** Document section **
In you are allowed to enter a guilty plea to a charge of Driving While Ability Impaired by Alcohol, participation in the Drinking Driver Program shall be considered compliance with the mandatory treatment program.
Moreover, in addition to requiring the installation of ignition interlock devices in certain cases, Section 1193[1-a](c) of the Vehicle and Traffic Law also requires that, for defendants convicted of Driving While Intoxicated or Driving with .08% or Greater BAC two or more times within five years, the Court “order that such person receive an assessment of the degree of their alcohol abuse. Where such assessment indicates the need for treatment, such court is authorized to impose treatment as a condition of such sentence.”
Section 1199 of the Vehicle and Traffic Law requires that, in addition to any other court imposed fines, a driver convicted of ADWI, DWI, DWAI, or of having refused a chemical test, must pay a mandatory “driver responsibility assessment” to the Department of Motor Vehicles in the amount of $250 per year for three years. If you are convicted of any of these offenses, you will be notified by the Department of Motor Vehicles through the US mail regarding the time and manner of making these payments. Failure to pay any portion of this assessment will result in a suspension of your driver license or, if you do not have a driver license, suspension of your privilege to obtain a license, until it is paid in full. You may also wish to speak with the DMV about your payment options.
Section 1196(g) of the Vehicle and Traffic Law states:
Notwithstanding anything to the contrary contained in a certificate of relief from disabilities issued pursuant to article twenty-three of the correction law, any conditional license or privilege issued to a person convicted of a violation of any subdivision of section eleven hundred ninety-two of this article shall not be valid for the operation of any commercial motor vehicle. In addition, no such conditional license or privilege shall be valid for the operationof a taxicab as defined in this chapter.

** Provided information **
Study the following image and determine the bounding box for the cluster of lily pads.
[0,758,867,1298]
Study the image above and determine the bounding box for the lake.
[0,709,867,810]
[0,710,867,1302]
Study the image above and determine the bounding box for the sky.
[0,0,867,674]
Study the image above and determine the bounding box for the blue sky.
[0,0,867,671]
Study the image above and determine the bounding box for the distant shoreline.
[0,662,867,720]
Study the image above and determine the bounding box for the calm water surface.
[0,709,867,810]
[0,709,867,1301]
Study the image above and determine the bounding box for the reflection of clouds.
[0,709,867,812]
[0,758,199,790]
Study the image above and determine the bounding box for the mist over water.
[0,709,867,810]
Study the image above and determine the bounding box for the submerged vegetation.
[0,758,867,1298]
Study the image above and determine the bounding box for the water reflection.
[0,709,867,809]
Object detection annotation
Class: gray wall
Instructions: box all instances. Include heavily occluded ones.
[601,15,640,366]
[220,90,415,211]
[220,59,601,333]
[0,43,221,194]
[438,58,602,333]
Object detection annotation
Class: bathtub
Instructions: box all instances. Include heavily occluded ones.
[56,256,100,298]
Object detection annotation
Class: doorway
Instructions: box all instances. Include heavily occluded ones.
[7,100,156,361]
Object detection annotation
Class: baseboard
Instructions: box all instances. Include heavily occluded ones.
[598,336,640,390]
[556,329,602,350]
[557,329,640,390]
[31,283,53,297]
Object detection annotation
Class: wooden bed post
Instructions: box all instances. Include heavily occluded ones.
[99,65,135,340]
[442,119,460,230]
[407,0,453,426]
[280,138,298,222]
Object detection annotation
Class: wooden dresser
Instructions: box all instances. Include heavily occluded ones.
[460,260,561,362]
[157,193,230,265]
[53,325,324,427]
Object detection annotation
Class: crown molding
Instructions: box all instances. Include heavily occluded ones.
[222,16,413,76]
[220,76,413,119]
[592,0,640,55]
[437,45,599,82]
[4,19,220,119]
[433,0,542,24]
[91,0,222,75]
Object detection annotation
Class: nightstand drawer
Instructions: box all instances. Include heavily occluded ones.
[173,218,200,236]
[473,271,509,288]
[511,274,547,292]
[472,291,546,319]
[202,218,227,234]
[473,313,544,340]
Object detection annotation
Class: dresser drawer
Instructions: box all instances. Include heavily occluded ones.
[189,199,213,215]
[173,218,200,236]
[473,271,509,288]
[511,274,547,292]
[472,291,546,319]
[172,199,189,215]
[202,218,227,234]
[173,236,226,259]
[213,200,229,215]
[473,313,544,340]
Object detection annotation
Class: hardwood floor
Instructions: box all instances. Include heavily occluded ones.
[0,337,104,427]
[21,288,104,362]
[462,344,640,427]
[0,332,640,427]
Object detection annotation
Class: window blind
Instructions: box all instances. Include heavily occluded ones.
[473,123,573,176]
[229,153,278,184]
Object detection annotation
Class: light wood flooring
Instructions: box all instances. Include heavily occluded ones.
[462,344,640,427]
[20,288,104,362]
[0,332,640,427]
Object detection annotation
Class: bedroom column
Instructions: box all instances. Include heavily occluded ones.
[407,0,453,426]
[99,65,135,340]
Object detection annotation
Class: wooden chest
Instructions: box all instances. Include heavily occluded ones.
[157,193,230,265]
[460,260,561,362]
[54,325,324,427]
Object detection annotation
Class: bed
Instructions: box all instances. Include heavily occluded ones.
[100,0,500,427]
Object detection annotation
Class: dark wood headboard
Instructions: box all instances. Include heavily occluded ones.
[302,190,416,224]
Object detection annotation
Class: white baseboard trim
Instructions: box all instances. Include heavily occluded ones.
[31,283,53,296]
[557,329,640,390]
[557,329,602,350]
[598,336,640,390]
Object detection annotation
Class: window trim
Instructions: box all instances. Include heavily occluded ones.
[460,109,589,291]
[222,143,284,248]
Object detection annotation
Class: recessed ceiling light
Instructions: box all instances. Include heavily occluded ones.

** Actions to take **
a - In the drunk-driving penalties text, what causes suspension under the Section 1199 driver responsibility assessment, and how long does that suspension last? Answer in one to three sentences.
b - Do these statements agree with the drunk-driving penalties text? Answer yes or no for each, and quote the deciding words of the text.
(i) The driver responsibility assessment is a single payment of $250.
(ii) The Department of Motor Vehicles uses the US mail to tell convicted drivers when and how to pay the assessment.
(iii) A conditional license issued to someone convicted under section 1192 may be used to operate a commercial motor vehicle.
c - Resume the drunk-driving penalties text after its last sentence.

** Answers below **
a - Failing to pay any portion of the assessment causes the suspension. It lasts until the assessment is paid in full. A person without a driver license instead loses the privilege to obtain one.

b -
(i) No: "in the amount of $250 per year for three years"
(ii) Yes: "you will be notified by the Department of Motor Vehicles through the US mail regarding the time and manner of making these payments"
(iii) No: "shall not be valid for the operation of any commercial motor vehicle"

c -
As a result, even if you were not driving a commercial motor vehicle at the time of your arrest, you will be barred from holding a Commercial Driver License if you are convicted of any alcohol-related driving offense. This bar will remain in affect until your full driving privileges are reinstated.
Obviously, if you need a Commercial Driver License as a part of your job, this law could seriously impact your employment. You should make your attorney aware that you hold such a license immediately so that you may explore your options. Because the only legal mechanism by which an individual charged with an alcohol-related offense may continue operating a commercial motor vehicle without interruption is full acquittal from all alcohol-related charges, the need for a Commercial Driver License may seriously impact the manner in which you choose to proceed with your case.
A certificate of relief from disabilities, which may be issued by the sentencing judge, is not sufficient to have your privilege to drive a commercial motor vehicle reinstated.
Holders of a Commercial Driver License should also be aware that should you refuse to submit to a chemical test, your commercial driving privileges will be revoked for eighteen months. This revocation applies regardless of whether you were driving a commercial motor vehicle at the time of your arrest and of the outcome of your case in criminal court.
There has been a growing tendency for local newspapers to promptly report arrests for Driving While Intoxicated or similar offenses. Should your name appear in the newspaper or other media outlet regarding your arrest and prosecution, please provide us with a copy of the article. Thereafter, we can discuss with you whether there would be any advantage or benefit to crafting a response to the article. Under no circumstances should you contact or, if contacted, speak with any member of the media regarding your case. We can assist you with this aspect of your case.
Suspension or revocation of your driver’s license as a result of an alcohol-related conviction is just cause for your insurance company to cancel your automobile insurance policy.
An alcohol-related conviction increases the probability that your insurance company will not renew your present insurance policy. Assuming no other company agrees to offer you insurance, you will be relegated to the New York Automobile Insurance Plan (i.e., the “risk pool”) at a substantially higher cost. In general, alcohol-related convictions remain on insurance company records and are used as a factor to determine premiums for between five (5) and ten (10) years.
If you are convicted of any alcohol-related offense, you may be barred from entering Canada. Canada generally bars any U.S. citizens who have been convicted of a misdemeanor from entering their country. Canada has also been known to exclude individuals convicted of Driving While Ability Impaired by Alcohol (VTL § 1192, a traffic infraction) from entering the country.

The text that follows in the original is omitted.